Required action - Could you transcribe every record below exactly, leaving out the pictures?

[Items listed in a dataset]

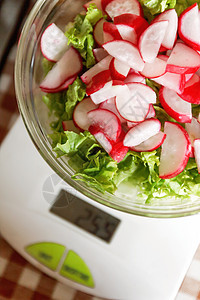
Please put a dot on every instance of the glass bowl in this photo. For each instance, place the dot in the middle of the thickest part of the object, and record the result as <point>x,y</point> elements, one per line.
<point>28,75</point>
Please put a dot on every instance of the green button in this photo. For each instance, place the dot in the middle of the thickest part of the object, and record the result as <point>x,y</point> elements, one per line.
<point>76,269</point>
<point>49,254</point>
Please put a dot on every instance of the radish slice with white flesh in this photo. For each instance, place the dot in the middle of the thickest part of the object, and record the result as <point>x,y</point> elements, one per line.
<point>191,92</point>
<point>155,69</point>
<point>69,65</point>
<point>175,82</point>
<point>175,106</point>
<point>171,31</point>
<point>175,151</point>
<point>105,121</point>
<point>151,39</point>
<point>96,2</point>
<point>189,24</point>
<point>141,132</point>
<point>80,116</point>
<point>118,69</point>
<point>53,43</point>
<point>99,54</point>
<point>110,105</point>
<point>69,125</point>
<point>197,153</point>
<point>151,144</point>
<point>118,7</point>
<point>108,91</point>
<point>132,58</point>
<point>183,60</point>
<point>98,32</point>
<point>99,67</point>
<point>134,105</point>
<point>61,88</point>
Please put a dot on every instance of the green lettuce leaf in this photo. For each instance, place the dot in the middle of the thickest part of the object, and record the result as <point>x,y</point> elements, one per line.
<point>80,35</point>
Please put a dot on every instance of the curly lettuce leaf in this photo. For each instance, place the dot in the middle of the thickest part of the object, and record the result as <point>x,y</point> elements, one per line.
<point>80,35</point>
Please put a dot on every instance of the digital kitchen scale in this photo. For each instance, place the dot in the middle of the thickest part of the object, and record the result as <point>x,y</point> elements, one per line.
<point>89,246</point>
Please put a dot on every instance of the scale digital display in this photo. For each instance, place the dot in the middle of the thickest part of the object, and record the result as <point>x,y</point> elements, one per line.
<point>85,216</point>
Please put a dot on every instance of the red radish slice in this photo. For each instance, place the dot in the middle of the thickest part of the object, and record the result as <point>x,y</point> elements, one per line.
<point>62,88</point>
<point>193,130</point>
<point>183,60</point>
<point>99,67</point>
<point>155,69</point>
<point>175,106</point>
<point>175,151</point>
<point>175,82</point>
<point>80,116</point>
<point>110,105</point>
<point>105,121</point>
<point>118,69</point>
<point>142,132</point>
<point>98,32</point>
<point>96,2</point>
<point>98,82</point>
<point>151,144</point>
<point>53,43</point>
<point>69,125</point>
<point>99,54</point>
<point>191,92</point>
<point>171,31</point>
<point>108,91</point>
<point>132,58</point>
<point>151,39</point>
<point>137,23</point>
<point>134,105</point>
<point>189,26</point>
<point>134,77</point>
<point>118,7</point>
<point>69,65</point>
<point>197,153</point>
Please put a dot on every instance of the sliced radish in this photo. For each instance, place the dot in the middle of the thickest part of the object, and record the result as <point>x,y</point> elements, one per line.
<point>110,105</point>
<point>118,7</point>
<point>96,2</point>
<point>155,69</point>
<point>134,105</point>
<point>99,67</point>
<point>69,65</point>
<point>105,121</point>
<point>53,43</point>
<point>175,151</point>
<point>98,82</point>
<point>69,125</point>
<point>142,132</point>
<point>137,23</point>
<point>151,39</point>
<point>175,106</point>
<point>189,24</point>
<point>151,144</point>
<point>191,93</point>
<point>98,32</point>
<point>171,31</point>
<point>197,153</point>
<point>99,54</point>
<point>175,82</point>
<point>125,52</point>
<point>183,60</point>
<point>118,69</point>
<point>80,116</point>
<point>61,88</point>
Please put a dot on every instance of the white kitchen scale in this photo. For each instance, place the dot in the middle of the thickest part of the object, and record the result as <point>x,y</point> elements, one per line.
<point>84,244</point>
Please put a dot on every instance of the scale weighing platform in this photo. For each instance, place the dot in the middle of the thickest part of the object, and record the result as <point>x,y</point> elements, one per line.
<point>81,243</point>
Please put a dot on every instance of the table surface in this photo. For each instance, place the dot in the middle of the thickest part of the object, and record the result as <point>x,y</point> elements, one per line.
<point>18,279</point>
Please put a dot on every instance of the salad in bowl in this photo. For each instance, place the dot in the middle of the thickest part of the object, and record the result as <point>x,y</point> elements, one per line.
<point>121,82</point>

Result -
Please put a dot on every instance of the glass bowl in this photo. For each instance, place the dot in the middle of the thickest part of the object, and record the result as <point>x,y</point> elements, one per line.
<point>28,75</point>
Please put a dot on every instance of the green button in this photo. For each instance, place the dot in the middle of the thickest part of the object, and record the result as <point>x,y</point> elements, one per line.
<point>76,269</point>
<point>49,254</point>
Please put a dot on every instance of the radish slice with white flesh in this photo. For each instance, place the dot in the middle of the thickest part of the object, and record the result as <point>x,y</point> elements, one per line.
<point>191,92</point>
<point>155,69</point>
<point>69,65</point>
<point>175,82</point>
<point>175,106</point>
<point>171,31</point>
<point>175,151</point>
<point>105,121</point>
<point>151,39</point>
<point>96,2</point>
<point>189,24</point>
<point>141,132</point>
<point>80,116</point>
<point>118,69</point>
<point>53,43</point>
<point>99,54</point>
<point>110,105</point>
<point>69,125</point>
<point>197,153</point>
<point>151,144</point>
<point>118,7</point>
<point>108,91</point>
<point>132,58</point>
<point>183,60</point>
<point>98,32</point>
<point>99,67</point>
<point>134,105</point>
<point>61,88</point>
Please put a dot on every instance of the green lettuce leaf in this photo. For each instance, place the dot in the middle of the thickest part of the object, and record the result as <point>x,y</point> elements, one per line.
<point>80,35</point>
Please put a dot on every instance of the curly lettuce leaf in this photo. For each instance, place the dot in the middle of the thickest part of the object, and record the result as <point>x,y</point> elements, one per line.
<point>80,35</point>
Please put a dot on every instance of the digital kitchen scale in this photo. For each instance, place the dot in the middle of the thickest part of the object, and record the result as <point>x,y</point> elements, one per line.
<point>89,246</point>
Please put a dot on every instance of the scale digital display in this photo. For each instance, place the dot in the middle of the thickest part of the object, and record the result as <point>x,y</point> elements, one per line.
<point>85,216</point>
Please put a dot on every instance of the red radish slice in this photo. For each instance, place the dot in the middle of the thickest part of the object, and record the result as <point>x,y</point> elements, one per line.
<point>62,88</point>
<point>193,130</point>
<point>183,60</point>
<point>99,67</point>
<point>155,69</point>
<point>175,106</point>
<point>175,151</point>
<point>175,82</point>
<point>80,116</point>
<point>110,105</point>
<point>105,121</point>
<point>118,69</point>
<point>142,132</point>
<point>98,32</point>
<point>96,2</point>
<point>98,82</point>
<point>151,144</point>
<point>53,43</point>
<point>69,125</point>
<point>99,54</point>
<point>191,92</point>
<point>171,31</point>
<point>108,91</point>
<point>132,58</point>
<point>151,39</point>
<point>137,23</point>
<point>134,105</point>
<point>189,26</point>
<point>134,77</point>
<point>118,7</point>
<point>69,65</point>
<point>197,153</point>
Please put a dot on every instance of the sliced radish in this photo. For each instance, place the dot in the middle of the thickest part of the object, and record the result as <point>x,y</point> elements, one per line.
<point>110,105</point>
<point>118,7</point>
<point>96,2</point>
<point>155,69</point>
<point>134,105</point>
<point>99,67</point>
<point>69,65</point>
<point>105,121</point>
<point>53,43</point>
<point>175,151</point>
<point>98,82</point>
<point>69,125</point>
<point>142,132</point>
<point>137,23</point>
<point>151,39</point>
<point>175,106</point>
<point>189,24</point>
<point>151,144</point>
<point>191,93</point>
<point>98,32</point>
<point>171,31</point>
<point>197,153</point>
<point>99,54</point>
<point>175,82</point>
<point>125,52</point>
<point>183,60</point>
<point>118,69</point>
<point>80,116</point>
<point>61,88</point>
Please put a dot on every instance of the white kitchen scale in this photo. For each instance, place the dot in the middle of the thickest part of the object, and record the result as <point>x,y</point> elements, one per line.
<point>84,244</point>
Please put a dot on every instance of the scale weighing platform in this photo. For each instance, place the dot in the middle of the thickest part of the object, and record the result as <point>x,y</point> elements, one per line.
<point>81,243</point>
Please put a dot on every instance of the table surface in this photo. For each instance, place the dot in the middle of the thickest part of the object, and record the result as <point>x,y</point> elements, one per line.
<point>18,279</point>
Please put a dot on every instance of the salad in bowl in this photo. For each instance, place the dot in the middle of the thickest part of the object, and record the result as <point>x,y</point> elements, one per line.
<point>121,82</point>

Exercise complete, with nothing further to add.